Given records:
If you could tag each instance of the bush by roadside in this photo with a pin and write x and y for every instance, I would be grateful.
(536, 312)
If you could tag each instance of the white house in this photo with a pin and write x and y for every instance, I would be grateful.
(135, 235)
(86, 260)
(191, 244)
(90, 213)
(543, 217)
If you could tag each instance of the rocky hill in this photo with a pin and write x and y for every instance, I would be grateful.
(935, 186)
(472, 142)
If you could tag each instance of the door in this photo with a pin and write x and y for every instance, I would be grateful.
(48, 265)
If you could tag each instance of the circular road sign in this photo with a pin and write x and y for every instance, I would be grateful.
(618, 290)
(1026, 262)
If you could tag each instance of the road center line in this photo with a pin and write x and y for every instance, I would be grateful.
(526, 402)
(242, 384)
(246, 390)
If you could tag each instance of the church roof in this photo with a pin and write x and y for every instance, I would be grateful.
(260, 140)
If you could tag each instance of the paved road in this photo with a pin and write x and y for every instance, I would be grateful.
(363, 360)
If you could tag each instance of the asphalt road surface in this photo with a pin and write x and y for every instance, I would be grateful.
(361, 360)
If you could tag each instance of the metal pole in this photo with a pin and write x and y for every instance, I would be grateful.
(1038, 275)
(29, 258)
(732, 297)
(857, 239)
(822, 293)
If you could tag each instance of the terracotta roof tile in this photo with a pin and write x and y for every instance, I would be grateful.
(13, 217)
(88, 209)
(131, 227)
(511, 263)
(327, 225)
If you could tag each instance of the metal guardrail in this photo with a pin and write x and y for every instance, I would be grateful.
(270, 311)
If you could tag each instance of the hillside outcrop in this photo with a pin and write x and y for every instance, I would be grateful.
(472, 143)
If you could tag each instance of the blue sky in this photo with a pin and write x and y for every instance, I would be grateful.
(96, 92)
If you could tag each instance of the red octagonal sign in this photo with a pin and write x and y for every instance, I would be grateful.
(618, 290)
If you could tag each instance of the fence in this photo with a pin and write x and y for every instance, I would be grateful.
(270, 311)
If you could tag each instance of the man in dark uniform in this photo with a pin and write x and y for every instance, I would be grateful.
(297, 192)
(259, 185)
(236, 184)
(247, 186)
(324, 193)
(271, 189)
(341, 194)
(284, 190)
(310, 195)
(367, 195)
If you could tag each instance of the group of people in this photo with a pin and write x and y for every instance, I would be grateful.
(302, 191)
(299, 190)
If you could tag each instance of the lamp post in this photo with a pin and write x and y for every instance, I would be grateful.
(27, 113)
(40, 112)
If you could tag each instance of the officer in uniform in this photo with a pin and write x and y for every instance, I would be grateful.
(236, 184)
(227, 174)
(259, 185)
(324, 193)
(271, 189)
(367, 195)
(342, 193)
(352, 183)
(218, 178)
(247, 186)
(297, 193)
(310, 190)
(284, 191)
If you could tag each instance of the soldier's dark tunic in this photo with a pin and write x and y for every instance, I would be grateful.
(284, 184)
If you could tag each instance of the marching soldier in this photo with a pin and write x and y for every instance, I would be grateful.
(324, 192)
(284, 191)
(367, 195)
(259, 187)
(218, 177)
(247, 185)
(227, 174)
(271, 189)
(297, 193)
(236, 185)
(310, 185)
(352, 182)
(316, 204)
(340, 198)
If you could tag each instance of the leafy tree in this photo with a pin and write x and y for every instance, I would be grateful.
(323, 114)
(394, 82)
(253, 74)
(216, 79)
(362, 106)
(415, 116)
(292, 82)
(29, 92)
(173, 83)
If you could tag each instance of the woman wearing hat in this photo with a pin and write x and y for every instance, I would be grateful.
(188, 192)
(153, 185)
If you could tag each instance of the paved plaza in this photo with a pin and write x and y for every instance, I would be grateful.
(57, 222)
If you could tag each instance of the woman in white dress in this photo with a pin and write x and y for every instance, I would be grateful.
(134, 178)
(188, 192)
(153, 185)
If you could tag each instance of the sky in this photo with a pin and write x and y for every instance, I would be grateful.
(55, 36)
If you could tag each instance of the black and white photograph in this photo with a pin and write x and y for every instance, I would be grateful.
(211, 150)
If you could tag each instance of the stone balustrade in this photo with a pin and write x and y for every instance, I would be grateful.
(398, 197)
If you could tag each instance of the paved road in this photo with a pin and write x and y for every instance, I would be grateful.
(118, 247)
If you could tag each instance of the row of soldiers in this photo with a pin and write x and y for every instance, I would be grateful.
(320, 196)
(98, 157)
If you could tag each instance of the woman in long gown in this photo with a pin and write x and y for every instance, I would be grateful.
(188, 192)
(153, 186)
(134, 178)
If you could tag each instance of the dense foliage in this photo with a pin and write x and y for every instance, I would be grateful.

Written exercise: Put every entry above into a numbered list, leaving out any blank lines.

Task output:
1. If you could tag each instance of the bush by roadside in this photo with a pin and write x and y for every instance, I would be grateful.
2. (536, 312)
3. If you could tag each instance of the white house in this photo with a pin and write x and y for every instance, I would be grateful.
4. (135, 235)
5. (86, 260)
6. (191, 244)
7. (90, 213)
8. (543, 217)
9. If you could tag each instance of the rocky hill in this photo with a pin and write x and y for every instance, I would be grateful.
10. (935, 186)
11. (472, 142)
12. If you could tag each instance of the door in this photo with a pin and write x and y for every instance, I would be grateful.
13. (48, 265)
14. If you could tag each instance of the circular road sign in this photo with a pin and write x and y for every instance, I would be grateful.
15. (618, 290)
16. (1026, 262)
17. If you could tag each instance of the road center line in this photo with a pin and write x and y for every instance, I would be grateful.
18. (526, 402)
19. (242, 384)
20. (246, 390)
21. If you could tag each instance of the church roof in this photo with a pin and write x and y for every instance, I would be grateful.
22. (260, 140)
23. If you could tag each instance of the paved road in this photo with a pin and write x and y for every instance, I would be grateful.
24. (363, 360)
25. If you could tag each instance of the asphalt road surface in this photo with a pin and write x and y for every instance, I would be grateful.
26. (361, 360)
27. If you could tag each instance of the metal pole in this photo with a pin and write x and y for every instance, I would be grateful.
28. (1038, 275)
29. (29, 258)
30. (732, 297)
31. (857, 239)
32. (822, 293)
33. If you could tag each instance of the terracotta roof tile in this photo with a pin and write x and y for every instance, I would be grateful.
34. (13, 217)
35. (88, 209)
36. (131, 227)
37. (511, 263)
38. (327, 225)
39. If you could tag each instance of the metal guardrail in this photo with a pin and write x and y for every instance, I would be grateful.
40. (270, 311)
41. If you could tag each instance of the hillside outcrop in this photo with a pin and write x and y for every instance, I would be grateful.
42. (472, 143)
43. If you could tag each instance of the blue sky in this photo with a pin and write x and y for every instance, I would be grateful.
44. (96, 92)
45. If you could tag each instance of the red octagonal sign in this photo with a pin and write x and y for every instance, I would be grateful.
46. (618, 290)
47. If you could tag each instance of the fence in this photo with a pin and write x and y for every instance, I would be grateful.
48. (270, 311)
49. If you could tag each instance of the man in dark uniform in this photo with a pin and write x and y for every instance, I would be grateful.
50. (297, 192)
51. (259, 185)
52. (236, 184)
53. (247, 186)
54. (324, 193)
55. (271, 189)
56. (341, 194)
57. (284, 190)
58. (310, 195)
59. (367, 195)
60. If you could tag each instance of the group of people in this photo with a pin and write x and y for every instance, I would be grateful.
61. (302, 191)
62. (299, 190)
63. If you could tag each instance of the lamp post in this photo with a pin and write x and y for every instance, I would be grateful.
64. (27, 113)
65. (40, 112)
66. If you could tag each instance of the officer in uniform in this photo with a pin and write x and y for every instance, I would be grateful.
67. (236, 184)
68. (227, 174)
69. (259, 185)
70. (324, 193)
71. (271, 189)
72. (367, 195)
73. (342, 193)
74. (352, 183)
75. (218, 178)
76. (247, 186)
77. (297, 193)
78. (310, 190)
79. (284, 191)
80. If you could tag each instance of the soldier's dark tunic in this photo with a pin and write x and y for every instance, I would be grateful.
81. (284, 184)
82. If you could tag each instance of the marching soldier in this photo with a pin and write x and y for every instance, I would be grateful.
83. (324, 192)
84. (284, 191)
85. (367, 195)
86. (259, 187)
87. (218, 177)
88. (247, 185)
89. (227, 174)
90. (271, 189)
91. (297, 193)
92. (236, 185)
93. (310, 185)
94. (352, 182)
95. (316, 204)
96. (340, 198)
97. If you could tag each instance of the leafy tree in this photo with a pin and write x and y for every instance, I would be grateful.
98. (323, 114)
99. (394, 82)
100. (253, 74)
101. (216, 79)
102. (362, 106)
103. (415, 116)
104. (292, 82)
105. (29, 92)
106. (173, 83)
107. If you could tag each instance of the woman wearing hat in this photo with a pin and write x and y for every instance, I would be grateful.
108. (188, 192)
109. (153, 185)
110. If you could tag each instance of the paved plaza in this photo with a pin and write x and y for every instance, I would be grateful.
111. (57, 222)
112. If you could tag each instance of the woman in white dress in this photo with a pin and write x and y for every instance, I would be grateful.
113. (134, 178)
114. (188, 192)
115. (153, 185)
116. If you could tag each instance of the sky in this photo with a pin and write x and y for every instance, I would be grateful.
117. (55, 36)
118. If you could tag each instance of the black and white photograph in this photo with a pin and write x and y for every instance, I would be grateful.
119. (211, 150)
120. If you could tag each instance of the stone balustrade in this photo with a pin and write x and y for every instance, I would be grateful.
121. (398, 197)
122. If you could tag each instance of the paved road in this photo with a pin and write x and y for every instance, I would be grateful.
123. (118, 247)
124. If you could tag each instance of the row of soldiers in this photo with a pin and write x and y for every instance, I would be grateful.
125. (320, 196)
126. (98, 157)
127. If you could tag each instance of the woman in long gown in this photo with a pin and write x and y for every instance, I would be grateful.
128. (188, 192)
129. (153, 186)
130. (134, 178)
131. If you could tag each instance of the dense foliage in this photo with a pin and write x and y for every instance, I would be grateful.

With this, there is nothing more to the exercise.